* begin Selected text *
Right-wing media pundits have been near unanimous in their opposition to Miers, with columns blasting the selection from George Will, Charles Krauthammer, William Kristol and other usual Bush allies. The nomination was branded a bad joke, an insult to Bush’s most diehard supporters, a capitulation to the Democratic Party, even a betrayal. A conference of right-wing activists, held Wednesday to mark 50 years of the founding of William F. Buckley’s National Review, seethed with dissatisfaction over the Miers nomination.
Most representatives of the right-wing anti-abortion, anti-tax and anti-gay lobbies were hostile, with the exception of a few prominent Christian fundamentalist preachers who said they had received direct assurances from the White House that Miers was a certain vote on the high court for their positions on social issues.
James Dobson, head of Focus on the Family, reputed to be the most influential fundamentalist minister, said he was satisfied with Miers’s views after a discussion of the nomination with Bush’s top political adviser, Karl Rove. He refused, however, to say what Rove had told him, telling his audience, “You will have to trust me on this one.”
In other words, the unelected televangelist is privy to information that the Bush administration intends to deny the Senate Judiciary Committee when it holds hearings on the Miers nomination next month. The White House has already made it clear that it will not release any documents on which Miers worked during her five years as staff secretary, deputy chief of staff and counsel to the president. And Miers will follow the example of John Roberts in refusing to answer direct questions about her views on the repeal of the Roe v. Wade decision legalizing abortion as well as other contentious social issues.
* end Selected text *
* begin Given information *
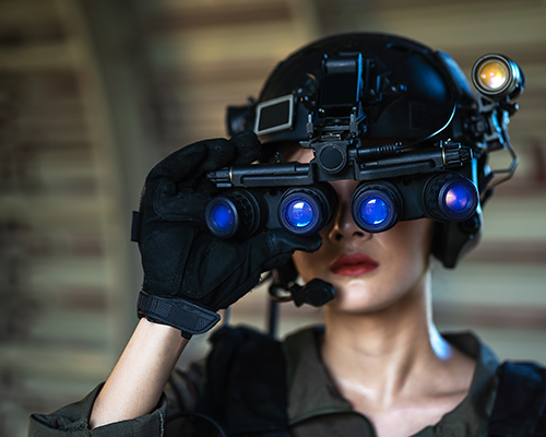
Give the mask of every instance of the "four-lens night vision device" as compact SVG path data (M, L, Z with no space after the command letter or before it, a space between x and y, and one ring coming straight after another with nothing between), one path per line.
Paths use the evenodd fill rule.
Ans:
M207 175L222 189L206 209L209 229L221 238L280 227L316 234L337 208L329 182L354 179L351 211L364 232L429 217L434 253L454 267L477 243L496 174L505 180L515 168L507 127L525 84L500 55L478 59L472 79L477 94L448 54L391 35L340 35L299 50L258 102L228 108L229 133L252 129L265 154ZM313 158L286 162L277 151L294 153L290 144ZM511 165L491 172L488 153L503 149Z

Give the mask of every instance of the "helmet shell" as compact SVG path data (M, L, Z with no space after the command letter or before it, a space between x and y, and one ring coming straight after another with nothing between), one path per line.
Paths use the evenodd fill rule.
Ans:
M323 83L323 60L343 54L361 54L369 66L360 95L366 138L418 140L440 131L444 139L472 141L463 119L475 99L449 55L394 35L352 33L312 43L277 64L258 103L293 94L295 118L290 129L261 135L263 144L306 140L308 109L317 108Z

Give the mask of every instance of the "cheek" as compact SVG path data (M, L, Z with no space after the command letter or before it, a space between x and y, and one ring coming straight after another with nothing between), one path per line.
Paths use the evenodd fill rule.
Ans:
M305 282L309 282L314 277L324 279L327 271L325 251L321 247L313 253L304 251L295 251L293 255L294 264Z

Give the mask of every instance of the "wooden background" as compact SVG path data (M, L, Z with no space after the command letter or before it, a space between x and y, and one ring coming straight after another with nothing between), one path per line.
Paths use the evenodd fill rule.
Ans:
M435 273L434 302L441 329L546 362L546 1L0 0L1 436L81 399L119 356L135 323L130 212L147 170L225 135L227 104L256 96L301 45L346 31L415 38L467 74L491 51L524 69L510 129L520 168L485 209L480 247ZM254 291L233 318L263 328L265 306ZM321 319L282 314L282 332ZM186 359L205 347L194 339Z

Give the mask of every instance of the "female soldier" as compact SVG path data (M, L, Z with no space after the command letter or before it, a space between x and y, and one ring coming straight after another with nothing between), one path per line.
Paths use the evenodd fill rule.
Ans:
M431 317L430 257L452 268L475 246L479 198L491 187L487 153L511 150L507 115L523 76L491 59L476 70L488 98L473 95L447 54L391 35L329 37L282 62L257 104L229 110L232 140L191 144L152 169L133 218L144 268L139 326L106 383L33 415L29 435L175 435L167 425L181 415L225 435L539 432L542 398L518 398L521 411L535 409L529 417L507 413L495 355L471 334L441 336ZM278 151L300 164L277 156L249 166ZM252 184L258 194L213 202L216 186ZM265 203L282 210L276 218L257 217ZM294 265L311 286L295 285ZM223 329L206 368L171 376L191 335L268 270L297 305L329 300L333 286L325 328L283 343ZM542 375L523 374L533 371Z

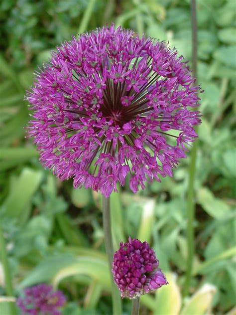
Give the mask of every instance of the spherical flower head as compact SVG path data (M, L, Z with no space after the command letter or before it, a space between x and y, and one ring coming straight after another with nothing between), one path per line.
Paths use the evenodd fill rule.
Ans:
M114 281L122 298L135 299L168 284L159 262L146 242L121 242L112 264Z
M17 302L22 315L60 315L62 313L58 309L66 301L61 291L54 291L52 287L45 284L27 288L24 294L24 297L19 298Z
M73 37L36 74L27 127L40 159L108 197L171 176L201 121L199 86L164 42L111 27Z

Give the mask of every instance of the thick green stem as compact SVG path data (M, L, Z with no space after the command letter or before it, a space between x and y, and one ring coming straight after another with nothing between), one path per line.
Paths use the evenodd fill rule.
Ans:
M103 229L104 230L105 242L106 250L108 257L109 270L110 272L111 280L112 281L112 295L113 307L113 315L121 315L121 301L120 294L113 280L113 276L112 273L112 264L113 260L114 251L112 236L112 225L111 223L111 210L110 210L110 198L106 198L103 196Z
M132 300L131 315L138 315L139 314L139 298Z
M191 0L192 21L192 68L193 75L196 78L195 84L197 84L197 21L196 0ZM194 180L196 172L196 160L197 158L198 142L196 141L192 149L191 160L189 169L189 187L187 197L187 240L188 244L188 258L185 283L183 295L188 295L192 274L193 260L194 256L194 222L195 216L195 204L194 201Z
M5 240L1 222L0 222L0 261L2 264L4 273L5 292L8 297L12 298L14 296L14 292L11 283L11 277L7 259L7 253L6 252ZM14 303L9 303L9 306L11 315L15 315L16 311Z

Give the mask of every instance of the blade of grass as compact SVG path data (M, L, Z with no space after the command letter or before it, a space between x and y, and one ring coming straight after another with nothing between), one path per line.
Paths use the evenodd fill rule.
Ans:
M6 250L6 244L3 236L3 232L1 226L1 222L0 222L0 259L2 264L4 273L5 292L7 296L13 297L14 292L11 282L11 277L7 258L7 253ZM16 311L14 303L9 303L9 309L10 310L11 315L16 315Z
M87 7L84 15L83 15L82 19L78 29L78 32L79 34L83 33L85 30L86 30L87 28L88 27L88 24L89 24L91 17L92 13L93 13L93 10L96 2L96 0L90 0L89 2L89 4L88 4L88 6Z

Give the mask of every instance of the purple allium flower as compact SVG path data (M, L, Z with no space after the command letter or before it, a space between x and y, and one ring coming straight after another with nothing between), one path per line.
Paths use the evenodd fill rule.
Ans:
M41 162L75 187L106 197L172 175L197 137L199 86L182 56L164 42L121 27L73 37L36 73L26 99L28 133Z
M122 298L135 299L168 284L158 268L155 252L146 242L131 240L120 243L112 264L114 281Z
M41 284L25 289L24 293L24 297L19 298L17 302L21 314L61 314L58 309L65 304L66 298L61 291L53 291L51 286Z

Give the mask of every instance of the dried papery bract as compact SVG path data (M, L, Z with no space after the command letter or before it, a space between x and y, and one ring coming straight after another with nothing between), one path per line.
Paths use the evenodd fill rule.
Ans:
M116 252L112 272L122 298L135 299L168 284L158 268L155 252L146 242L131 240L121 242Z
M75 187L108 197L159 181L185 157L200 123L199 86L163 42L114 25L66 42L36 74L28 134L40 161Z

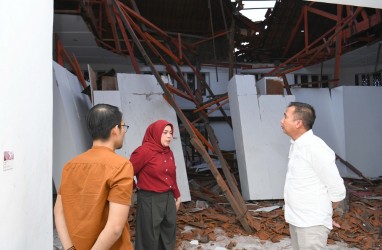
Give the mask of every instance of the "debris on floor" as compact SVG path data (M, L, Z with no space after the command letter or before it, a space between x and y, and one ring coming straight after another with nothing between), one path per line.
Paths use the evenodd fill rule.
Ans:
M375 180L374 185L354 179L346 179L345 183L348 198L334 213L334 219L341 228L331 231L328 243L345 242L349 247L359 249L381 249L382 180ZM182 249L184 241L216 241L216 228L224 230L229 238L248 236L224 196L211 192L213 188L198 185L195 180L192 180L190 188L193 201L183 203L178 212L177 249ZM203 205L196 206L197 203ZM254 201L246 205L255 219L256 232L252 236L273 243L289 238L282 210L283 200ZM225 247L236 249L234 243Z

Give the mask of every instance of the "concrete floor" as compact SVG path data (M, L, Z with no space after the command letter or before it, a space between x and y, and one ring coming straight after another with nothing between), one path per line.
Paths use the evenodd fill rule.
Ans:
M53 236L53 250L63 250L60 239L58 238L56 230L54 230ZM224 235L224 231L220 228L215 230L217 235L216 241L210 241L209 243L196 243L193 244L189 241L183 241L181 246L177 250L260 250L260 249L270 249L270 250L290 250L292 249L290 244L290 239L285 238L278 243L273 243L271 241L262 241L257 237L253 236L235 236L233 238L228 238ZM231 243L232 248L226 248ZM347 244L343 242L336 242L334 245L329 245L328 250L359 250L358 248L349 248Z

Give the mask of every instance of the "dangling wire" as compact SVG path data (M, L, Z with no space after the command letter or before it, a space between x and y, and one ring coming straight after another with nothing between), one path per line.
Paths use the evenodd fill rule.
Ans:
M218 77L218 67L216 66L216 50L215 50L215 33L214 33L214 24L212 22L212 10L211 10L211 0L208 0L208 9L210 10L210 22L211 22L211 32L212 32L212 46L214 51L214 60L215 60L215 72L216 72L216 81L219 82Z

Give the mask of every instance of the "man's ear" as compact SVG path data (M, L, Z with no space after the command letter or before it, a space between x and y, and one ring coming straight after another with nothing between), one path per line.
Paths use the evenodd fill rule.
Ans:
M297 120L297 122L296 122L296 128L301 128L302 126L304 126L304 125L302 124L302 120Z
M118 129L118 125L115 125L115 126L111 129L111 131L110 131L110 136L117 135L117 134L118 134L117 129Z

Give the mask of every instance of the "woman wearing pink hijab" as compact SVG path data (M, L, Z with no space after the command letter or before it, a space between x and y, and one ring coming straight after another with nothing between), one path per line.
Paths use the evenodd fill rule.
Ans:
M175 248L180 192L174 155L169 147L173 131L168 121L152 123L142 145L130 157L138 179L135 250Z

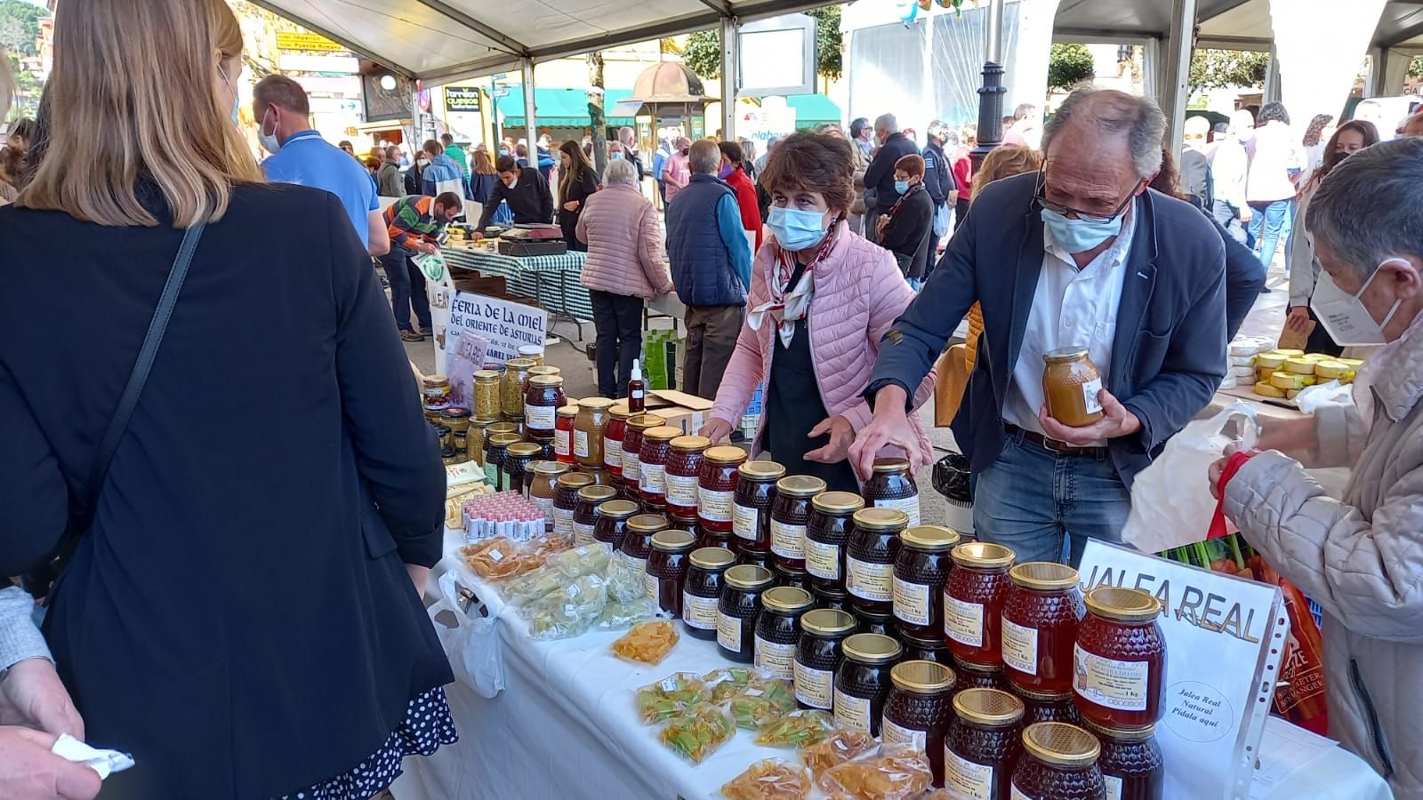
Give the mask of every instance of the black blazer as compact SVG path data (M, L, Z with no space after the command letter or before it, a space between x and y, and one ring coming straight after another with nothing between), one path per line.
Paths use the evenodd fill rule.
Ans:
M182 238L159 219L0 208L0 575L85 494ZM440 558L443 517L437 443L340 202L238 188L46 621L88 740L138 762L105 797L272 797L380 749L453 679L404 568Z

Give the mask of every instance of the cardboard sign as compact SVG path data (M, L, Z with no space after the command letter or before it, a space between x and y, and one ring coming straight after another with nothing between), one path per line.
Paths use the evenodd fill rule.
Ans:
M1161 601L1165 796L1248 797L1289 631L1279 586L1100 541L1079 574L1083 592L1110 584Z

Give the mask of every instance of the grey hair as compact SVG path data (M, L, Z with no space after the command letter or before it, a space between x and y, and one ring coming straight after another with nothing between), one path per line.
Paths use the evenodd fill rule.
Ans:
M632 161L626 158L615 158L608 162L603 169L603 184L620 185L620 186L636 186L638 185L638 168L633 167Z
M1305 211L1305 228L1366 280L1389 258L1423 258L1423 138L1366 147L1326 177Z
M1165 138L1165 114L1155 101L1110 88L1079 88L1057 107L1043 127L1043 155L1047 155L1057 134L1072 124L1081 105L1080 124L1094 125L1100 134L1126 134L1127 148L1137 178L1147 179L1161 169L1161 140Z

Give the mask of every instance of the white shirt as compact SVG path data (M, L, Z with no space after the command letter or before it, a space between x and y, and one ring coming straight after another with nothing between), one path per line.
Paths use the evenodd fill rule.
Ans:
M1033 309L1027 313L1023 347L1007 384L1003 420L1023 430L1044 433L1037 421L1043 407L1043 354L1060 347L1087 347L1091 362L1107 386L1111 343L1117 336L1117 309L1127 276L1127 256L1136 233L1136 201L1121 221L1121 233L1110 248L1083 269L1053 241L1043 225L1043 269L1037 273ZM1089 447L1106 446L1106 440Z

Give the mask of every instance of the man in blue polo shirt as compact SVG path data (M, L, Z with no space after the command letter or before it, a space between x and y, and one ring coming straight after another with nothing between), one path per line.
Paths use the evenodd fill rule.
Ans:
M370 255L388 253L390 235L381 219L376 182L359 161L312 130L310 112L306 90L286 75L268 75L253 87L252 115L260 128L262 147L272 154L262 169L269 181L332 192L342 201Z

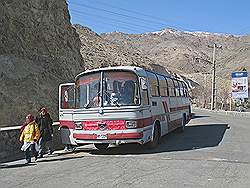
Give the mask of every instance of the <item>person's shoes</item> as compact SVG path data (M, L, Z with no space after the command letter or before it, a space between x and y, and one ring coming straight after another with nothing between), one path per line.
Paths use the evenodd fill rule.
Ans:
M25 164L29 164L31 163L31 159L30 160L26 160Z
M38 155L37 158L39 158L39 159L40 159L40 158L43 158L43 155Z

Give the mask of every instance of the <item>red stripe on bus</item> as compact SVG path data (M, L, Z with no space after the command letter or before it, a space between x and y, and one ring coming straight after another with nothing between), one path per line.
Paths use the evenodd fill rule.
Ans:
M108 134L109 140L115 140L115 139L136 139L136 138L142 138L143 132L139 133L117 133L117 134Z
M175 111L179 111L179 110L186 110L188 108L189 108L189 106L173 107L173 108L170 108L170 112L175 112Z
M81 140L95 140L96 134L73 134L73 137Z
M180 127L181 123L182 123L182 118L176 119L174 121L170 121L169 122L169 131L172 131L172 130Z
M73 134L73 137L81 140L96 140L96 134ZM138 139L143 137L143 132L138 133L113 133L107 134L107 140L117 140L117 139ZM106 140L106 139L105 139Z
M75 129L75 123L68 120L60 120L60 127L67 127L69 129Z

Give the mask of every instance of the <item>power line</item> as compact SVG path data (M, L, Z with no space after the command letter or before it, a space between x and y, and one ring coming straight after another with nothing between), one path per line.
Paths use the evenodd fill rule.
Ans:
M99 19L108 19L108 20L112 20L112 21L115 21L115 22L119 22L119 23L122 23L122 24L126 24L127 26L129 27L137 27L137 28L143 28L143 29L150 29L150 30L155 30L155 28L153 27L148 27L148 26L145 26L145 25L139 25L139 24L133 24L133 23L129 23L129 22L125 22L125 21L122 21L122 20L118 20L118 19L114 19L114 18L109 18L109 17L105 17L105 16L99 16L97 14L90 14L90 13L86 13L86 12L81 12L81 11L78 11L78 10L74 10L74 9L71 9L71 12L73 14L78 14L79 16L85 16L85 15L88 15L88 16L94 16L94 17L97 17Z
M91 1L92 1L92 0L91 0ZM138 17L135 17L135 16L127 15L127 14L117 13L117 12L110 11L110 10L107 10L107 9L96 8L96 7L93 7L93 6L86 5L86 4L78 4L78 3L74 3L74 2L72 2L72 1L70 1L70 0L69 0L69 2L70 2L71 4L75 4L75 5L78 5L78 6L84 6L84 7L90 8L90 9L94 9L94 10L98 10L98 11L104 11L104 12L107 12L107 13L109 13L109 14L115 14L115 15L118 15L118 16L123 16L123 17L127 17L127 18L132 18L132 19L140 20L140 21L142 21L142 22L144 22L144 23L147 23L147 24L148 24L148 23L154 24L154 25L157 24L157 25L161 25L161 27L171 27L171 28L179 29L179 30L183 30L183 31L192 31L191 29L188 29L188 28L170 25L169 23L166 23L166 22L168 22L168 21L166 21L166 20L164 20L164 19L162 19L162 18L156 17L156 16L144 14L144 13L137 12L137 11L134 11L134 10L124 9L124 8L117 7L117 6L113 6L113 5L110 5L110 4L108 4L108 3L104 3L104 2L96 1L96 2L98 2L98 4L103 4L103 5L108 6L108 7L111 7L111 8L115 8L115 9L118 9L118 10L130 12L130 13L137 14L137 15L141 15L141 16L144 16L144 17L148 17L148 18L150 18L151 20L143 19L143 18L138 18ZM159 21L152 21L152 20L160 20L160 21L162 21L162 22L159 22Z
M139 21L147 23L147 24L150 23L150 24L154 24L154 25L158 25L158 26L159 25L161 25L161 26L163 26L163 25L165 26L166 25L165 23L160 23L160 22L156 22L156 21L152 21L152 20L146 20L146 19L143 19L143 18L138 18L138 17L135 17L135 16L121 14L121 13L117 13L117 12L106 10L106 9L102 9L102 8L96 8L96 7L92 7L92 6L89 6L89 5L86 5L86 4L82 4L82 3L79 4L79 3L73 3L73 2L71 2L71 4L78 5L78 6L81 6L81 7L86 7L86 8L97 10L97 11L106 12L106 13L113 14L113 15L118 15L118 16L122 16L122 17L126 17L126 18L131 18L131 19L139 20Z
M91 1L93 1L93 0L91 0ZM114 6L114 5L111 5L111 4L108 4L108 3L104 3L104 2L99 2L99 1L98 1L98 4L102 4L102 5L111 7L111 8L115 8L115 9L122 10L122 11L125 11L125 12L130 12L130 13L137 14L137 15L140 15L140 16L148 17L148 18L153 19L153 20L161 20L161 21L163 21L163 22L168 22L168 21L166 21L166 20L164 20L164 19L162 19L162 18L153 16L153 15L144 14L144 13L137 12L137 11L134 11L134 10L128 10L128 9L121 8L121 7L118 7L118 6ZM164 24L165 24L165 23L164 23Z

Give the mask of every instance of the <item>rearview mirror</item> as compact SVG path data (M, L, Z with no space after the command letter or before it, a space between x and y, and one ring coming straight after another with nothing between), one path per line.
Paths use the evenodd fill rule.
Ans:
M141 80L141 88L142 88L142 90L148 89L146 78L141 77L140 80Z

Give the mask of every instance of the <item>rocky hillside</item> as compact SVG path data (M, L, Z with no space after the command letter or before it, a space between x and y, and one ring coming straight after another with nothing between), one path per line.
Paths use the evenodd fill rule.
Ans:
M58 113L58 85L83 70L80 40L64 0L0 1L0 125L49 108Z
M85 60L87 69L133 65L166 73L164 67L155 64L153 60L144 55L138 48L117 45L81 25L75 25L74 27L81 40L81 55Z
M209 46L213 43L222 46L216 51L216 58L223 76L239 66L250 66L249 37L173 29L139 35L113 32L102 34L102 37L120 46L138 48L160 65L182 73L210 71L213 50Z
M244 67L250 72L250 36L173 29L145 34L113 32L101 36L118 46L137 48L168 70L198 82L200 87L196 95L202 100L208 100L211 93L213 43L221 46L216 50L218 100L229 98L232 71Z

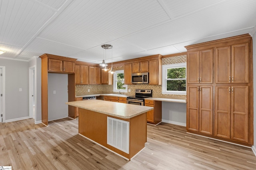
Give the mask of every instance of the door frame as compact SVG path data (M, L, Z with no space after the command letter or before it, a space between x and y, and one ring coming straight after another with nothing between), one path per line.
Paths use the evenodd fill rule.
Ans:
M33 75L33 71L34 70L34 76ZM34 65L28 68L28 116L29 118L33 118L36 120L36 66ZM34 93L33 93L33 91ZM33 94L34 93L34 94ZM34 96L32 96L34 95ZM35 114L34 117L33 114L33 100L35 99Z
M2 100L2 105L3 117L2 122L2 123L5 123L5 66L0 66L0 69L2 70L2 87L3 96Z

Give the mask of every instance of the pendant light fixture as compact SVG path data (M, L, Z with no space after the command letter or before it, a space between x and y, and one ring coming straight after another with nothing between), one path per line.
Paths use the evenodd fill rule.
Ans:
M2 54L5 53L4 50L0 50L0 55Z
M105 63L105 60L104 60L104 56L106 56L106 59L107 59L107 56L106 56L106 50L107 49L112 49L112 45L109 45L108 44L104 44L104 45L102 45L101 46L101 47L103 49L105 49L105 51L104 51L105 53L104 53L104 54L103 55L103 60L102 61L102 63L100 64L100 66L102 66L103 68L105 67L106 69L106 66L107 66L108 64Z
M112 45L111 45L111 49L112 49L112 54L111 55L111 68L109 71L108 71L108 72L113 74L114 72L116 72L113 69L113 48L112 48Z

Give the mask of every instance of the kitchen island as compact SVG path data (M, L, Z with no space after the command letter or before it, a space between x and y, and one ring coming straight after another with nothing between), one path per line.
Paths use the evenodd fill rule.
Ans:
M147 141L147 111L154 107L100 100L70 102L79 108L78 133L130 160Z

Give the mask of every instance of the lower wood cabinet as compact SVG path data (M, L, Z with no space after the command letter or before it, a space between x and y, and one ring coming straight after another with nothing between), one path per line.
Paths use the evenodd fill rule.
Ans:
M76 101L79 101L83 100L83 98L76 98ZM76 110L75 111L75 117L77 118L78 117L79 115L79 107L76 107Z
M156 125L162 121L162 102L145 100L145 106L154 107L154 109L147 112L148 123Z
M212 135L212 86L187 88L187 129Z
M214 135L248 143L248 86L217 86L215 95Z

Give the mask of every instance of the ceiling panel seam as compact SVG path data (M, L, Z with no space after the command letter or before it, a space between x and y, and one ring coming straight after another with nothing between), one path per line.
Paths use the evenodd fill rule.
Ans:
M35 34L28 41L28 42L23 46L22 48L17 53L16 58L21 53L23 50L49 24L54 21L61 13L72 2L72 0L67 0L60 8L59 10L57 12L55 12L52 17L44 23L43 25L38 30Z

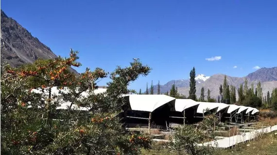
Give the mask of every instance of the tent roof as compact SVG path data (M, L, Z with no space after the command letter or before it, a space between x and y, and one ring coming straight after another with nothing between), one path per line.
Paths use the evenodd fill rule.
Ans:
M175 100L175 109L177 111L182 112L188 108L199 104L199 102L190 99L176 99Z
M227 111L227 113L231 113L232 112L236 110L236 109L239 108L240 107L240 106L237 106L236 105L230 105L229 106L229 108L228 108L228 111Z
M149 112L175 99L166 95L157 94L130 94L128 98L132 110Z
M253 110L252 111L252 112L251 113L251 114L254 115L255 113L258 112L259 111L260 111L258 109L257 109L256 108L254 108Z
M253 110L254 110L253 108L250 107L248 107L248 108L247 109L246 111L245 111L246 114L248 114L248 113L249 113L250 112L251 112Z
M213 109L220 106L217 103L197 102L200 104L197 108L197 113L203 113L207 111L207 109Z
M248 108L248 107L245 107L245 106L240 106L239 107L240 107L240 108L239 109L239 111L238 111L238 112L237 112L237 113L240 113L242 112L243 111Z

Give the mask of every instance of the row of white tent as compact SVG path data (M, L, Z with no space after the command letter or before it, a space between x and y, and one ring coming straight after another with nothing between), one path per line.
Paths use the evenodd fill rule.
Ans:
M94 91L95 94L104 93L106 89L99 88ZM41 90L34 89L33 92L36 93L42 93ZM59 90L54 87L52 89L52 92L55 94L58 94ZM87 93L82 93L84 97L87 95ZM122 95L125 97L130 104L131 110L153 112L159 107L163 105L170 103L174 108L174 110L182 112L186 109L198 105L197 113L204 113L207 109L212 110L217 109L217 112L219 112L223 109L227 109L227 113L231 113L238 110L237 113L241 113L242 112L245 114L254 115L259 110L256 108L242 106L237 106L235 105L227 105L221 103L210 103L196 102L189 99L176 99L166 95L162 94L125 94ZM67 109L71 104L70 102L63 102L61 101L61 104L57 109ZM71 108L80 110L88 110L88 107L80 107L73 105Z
* end Given information *
To do:
A) Can you reproduce the part of the Miers nomination passage that opens with the words containing "In other words, the" and closes with "contentious social issues."?
B) Could you carry the passage on the Miers nomination forward, picking up right after its final sentence?

Answers for the exercise:
A)
In other words, the unelected televangelist is privy to information that the Bush administration intends to deny the Senate Judiciary Committee when it holds hearings on the Miers nomination next month. The White House has already made it clear that it will not release any documents on which Miers worked during her five years as staff secretary, deputy chief of staff and counsel to the president. And Miers will follow the example of John Roberts in refusing to answer direct questions about her views on the repeal of the Roe v. Wade decision legalizing abortion as well as other contentious social issues.

B)
Ironies abound in the conflict over Miers. Republican politicians and pundits who claimed that it would amount to a breach of procedure to ask Roberts his views on abortion or gay rights now insisted such questions should be posed to Miers in the upcoming confirmation hearings. In the Roberts hearing, the White House denounced questions about the nominee’s embrace of an ultra-conservative brand of Catholicism, branding it an unconstitutional religious test. But now the same spokesmen were touting Miers’s affiliation to an evangelical Christian church to reassure the anti-abortion lobby and the anti-gay bigots.
In this conflict between rival right-wing factions, the charges by both sides carry an element of truth. Opponents of the nomination declared it to be the product of cronyism that revealed an insular, arrogant White House. They characterized Miers as intellectually mediocre and with little experience in constitutional law, a description reinforced by an incident during a Miers visit to Capitol Hill. Asked which Supreme Court justice she admired most, she replied, “Warren”—not distinguishing between the liberal chief justice Earl Warren and his conservative successor Warren Burger. After prompting, she settled on Burger, one of the seven justices who upheld abortion rights in the Roe v. Wade decision.
On the other side, White House spokesman Scott McClellan dismissed the critics of Miers as a tiny handful, saying, “I know sometimes there’s a tendency to focus on what one or two individuals may say, but look at what all those individuals who know her so well are saying about her.” The furor against Miers is indeed the product of a small minority. But it is this minority of Christian fundamentalists and other right-wing fanatics that is the main popular base of the Bush administration.
The whole process through which nominees to the Supreme Court are selected and confirmed has become increasingly undemocratic. Everything is done to keep the American people in the dark about the political and legal views of the reactionaries who are filling up the federal bench. The Senate Judiciary Committee hearings have been reduced to a sham, with nominees refusing to answer questions on the entirely spurious ground that to express an opinion would amount to “prejudging” the outcome of future cases.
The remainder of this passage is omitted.